(ASSIGNMENT A) In the post on Finland and Microsoft, rewrite the passage starting at "posted by Roy" and ending at "her last year)", swapping "Techrights" for "the blog".
(ASSIGNMENT B) According to the post on Finland and Microsoft, what does Russia have an acute interest in?

(TEXT PROVIDED)
--- START ---

Bonum Certa Men Certa

Finland Needs to Dump Microsoft (Microslop) for National Security Reasons and the Same is True for Hundreds of Countries

posted by Roy Schestowitz on May 17, 2026,
updated May 17, 2026

Earlier today: Shout-out to Aura Salla for Pursuing Software Freedom in Finland (not cross-posted but definitely relevant to Techrights, which wrote about her last year)

Earlier today in IRC, Sompi, a Finn, spoke of kotijenkki and noted: "I don't see why Ryssäs would want Finns to use microslop products..."

Well, "microslop," another Finn said, gives "full access to the system contents, including microphones and cameras. Russia has an acute interest in keeping track of and influencing what goes on in adjacent countries. It always had, and in recent decades microslop has enabled that at new scales not seen before in previous centuries."

"The bug doors do, as Sompi points out, also benefit the US and, I would add, Israel. Snowden had something about the sale of bug doors, that would be important to cite."

Here are some relevant articles from over a decade back:

During COVID-19 lock-downs: US security agency does not deny still using secret backdoors in tech devices

The outrage cycle was focused on COVID-19 (at the time).

--- END ---

(SUPPLIED RECORDS)
--- START ---

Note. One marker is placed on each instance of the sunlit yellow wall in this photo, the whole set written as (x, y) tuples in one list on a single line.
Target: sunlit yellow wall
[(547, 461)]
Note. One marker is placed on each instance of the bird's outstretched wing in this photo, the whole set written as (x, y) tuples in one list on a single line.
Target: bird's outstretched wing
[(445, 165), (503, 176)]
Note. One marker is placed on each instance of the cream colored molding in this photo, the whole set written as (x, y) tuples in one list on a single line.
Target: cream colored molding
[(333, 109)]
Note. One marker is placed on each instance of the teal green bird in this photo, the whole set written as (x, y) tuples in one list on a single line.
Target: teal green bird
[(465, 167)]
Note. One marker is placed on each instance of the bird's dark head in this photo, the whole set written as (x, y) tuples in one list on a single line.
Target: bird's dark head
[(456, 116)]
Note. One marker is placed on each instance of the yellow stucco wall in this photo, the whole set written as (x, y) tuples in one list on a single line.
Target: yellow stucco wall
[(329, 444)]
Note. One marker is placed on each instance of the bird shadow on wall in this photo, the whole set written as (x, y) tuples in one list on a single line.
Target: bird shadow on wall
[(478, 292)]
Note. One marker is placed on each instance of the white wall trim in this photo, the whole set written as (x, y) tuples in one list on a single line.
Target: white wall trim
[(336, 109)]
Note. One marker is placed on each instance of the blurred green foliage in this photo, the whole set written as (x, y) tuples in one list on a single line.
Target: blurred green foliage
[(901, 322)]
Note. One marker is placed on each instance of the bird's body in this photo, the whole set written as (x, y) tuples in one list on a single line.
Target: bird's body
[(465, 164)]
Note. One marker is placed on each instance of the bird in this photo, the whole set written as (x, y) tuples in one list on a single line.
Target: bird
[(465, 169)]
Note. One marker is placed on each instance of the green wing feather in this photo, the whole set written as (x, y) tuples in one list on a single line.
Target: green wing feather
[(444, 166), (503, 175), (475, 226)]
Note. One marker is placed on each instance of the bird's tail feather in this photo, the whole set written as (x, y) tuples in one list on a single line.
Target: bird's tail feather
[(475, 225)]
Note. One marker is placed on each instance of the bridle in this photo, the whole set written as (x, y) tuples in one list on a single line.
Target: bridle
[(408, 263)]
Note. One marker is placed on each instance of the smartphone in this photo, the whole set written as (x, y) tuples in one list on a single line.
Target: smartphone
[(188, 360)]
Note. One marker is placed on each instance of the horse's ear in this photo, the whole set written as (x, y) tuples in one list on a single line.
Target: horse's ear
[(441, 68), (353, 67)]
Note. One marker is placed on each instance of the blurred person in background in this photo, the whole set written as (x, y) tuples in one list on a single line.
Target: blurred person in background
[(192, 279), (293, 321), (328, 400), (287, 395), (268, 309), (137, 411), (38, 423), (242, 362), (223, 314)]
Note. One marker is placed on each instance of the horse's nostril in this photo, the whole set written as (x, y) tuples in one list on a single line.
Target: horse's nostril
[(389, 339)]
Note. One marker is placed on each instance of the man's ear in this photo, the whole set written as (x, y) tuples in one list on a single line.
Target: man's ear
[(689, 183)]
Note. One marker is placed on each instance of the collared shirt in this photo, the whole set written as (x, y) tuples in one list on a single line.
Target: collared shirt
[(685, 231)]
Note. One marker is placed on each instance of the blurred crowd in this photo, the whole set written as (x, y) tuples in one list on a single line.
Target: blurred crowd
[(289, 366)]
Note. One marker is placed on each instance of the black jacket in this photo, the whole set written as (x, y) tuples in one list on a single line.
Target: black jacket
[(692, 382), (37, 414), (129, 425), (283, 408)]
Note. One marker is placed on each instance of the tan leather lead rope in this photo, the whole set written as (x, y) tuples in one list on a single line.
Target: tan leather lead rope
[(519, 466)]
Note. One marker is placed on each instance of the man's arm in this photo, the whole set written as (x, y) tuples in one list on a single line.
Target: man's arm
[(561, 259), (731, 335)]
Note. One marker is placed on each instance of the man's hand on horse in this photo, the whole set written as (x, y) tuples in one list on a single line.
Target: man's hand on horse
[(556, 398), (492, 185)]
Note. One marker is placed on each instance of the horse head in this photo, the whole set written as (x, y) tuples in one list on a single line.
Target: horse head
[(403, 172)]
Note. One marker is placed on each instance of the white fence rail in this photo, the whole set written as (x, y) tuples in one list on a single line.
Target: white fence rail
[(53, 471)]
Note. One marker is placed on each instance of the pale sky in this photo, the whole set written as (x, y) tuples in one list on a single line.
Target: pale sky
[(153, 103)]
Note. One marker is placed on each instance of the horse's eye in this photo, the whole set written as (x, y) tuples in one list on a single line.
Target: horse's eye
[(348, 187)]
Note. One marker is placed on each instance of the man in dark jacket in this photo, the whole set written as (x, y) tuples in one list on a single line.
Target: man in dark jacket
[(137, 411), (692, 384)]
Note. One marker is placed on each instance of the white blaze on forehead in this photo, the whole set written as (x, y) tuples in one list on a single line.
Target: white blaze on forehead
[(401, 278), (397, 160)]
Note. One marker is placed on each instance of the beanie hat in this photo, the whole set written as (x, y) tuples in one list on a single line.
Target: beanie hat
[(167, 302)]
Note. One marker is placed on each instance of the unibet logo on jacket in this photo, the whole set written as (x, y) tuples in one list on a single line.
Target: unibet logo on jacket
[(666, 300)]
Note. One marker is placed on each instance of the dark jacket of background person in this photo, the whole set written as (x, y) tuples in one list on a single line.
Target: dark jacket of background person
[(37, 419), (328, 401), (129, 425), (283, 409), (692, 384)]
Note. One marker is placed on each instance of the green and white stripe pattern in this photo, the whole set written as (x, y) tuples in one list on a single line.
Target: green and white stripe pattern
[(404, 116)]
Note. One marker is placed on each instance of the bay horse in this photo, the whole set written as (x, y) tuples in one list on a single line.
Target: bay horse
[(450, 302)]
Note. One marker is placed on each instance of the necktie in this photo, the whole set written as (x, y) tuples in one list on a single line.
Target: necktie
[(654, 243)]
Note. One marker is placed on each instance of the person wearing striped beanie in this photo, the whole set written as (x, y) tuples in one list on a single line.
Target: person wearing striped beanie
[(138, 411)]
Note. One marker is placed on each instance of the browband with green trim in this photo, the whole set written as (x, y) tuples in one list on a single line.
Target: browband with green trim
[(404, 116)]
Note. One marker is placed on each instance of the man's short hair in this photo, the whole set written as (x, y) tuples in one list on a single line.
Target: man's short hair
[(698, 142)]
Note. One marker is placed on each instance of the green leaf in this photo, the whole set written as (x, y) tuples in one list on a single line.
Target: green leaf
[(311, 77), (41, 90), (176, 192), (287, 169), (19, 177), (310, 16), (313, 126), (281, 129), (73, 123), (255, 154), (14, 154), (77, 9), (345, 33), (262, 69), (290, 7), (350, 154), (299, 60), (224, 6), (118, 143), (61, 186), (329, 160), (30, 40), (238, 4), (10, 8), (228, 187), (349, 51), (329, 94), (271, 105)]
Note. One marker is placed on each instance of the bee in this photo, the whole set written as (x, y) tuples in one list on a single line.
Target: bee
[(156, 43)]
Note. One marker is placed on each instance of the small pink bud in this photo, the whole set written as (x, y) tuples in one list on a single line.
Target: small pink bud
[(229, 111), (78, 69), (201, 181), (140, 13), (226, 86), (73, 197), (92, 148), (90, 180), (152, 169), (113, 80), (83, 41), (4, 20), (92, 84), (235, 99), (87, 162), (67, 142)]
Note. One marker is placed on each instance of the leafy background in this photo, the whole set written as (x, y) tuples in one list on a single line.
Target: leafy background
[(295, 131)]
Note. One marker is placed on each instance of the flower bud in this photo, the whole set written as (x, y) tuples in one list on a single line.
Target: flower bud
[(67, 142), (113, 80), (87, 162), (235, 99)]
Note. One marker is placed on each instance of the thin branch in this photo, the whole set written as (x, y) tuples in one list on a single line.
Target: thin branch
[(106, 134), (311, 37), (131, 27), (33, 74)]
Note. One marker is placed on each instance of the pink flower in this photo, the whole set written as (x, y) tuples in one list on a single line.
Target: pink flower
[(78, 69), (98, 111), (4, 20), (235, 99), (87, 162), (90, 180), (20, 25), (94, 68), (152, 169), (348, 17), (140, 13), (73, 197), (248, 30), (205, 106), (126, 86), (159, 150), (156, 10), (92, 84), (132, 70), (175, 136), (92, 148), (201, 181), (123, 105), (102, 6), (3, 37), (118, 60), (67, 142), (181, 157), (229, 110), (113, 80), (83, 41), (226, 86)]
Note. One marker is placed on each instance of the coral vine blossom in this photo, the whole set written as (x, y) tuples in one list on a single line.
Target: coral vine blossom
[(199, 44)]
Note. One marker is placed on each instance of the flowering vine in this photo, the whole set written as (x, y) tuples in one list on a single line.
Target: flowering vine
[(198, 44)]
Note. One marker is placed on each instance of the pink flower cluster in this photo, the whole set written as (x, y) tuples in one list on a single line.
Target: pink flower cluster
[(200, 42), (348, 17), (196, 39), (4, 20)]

--- END ---

(EXERCISE ANSWER A)
posted by Roy Schestowitz on May 17, 2026,
updated May 17, 2026

Earlier today: Shout-out to Aura Salla for Pursuing Software Freedom in Finland (not cross-posted but definitely relevant to the blog, which wrote about her last year)

(EXERCISE ANSWER B) Keeping track of and influencing what goes on in adjacent countries.